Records
-- Start --

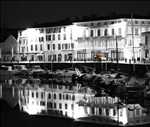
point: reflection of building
(8, 49)
(145, 44)
(81, 41)
(71, 101)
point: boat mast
(117, 61)
(132, 30)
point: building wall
(81, 41)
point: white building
(82, 41)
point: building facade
(116, 39)
(8, 49)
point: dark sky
(23, 13)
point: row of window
(61, 96)
(64, 46)
(52, 30)
(36, 47)
(54, 57)
(53, 96)
(60, 105)
(105, 32)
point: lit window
(33, 94)
(48, 46)
(136, 31)
(98, 32)
(54, 96)
(35, 47)
(31, 47)
(72, 45)
(119, 31)
(58, 36)
(72, 106)
(41, 30)
(48, 37)
(59, 58)
(55, 105)
(105, 32)
(60, 96)
(113, 32)
(66, 46)
(66, 96)
(41, 39)
(53, 46)
(37, 94)
(66, 106)
(54, 57)
(73, 97)
(64, 36)
(41, 47)
(53, 36)
(60, 106)
(42, 103)
(59, 46)
(91, 33)
(42, 95)
(49, 96)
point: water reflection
(37, 96)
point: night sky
(24, 13)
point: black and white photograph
(75, 63)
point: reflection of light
(79, 112)
(30, 33)
(33, 109)
(122, 116)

-- End --

Update every item above by changing "building" to "structure" and keeping all other lines as they are. Leave the pictures out of your answer.

point: reflection of structure
(8, 49)
(145, 44)
(81, 41)
(71, 101)
point: boat mast
(117, 61)
(132, 30)
point: structure wall
(81, 41)
point: white structure
(82, 41)
point: structure facade
(116, 39)
(8, 49)
point: dark sky
(23, 13)
point: row of window
(61, 96)
(64, 46)
(52, 30)
(36, 47)
(54, 57)
(53, 96)
(60, 105)
(105, 32)
point: lit window
(33, 94)
(48, 46)
(136, 31)
(98, 32)
(54, 96)
(35, 47)
(31, 47)
(72, 45)
(119, 31)
(58, 36)
(72, 106)
(41, 30)
(48, 37)
(59, 58)
(55, 105)
(105, 32)
(60, 96)
(113, 32)
(66, 46)
(66, 96)
(41, 39)
(53, 46)
(37, 94)
(66, 106)
(54, 57)
(73, 97)
(64, 36)
(41, 47)
(53, 36)
(60, 106)
(42, 103)
(59, 46)
(91, 33)
(42, 95)
(49, 96)
point: water reflection
(37, 96)
point: night sky
(24, 13)
point: black and white photograph
(75, 63)
point: reflection of light
(79, 112)
(30, 33)
(33, 109)
(122, 116)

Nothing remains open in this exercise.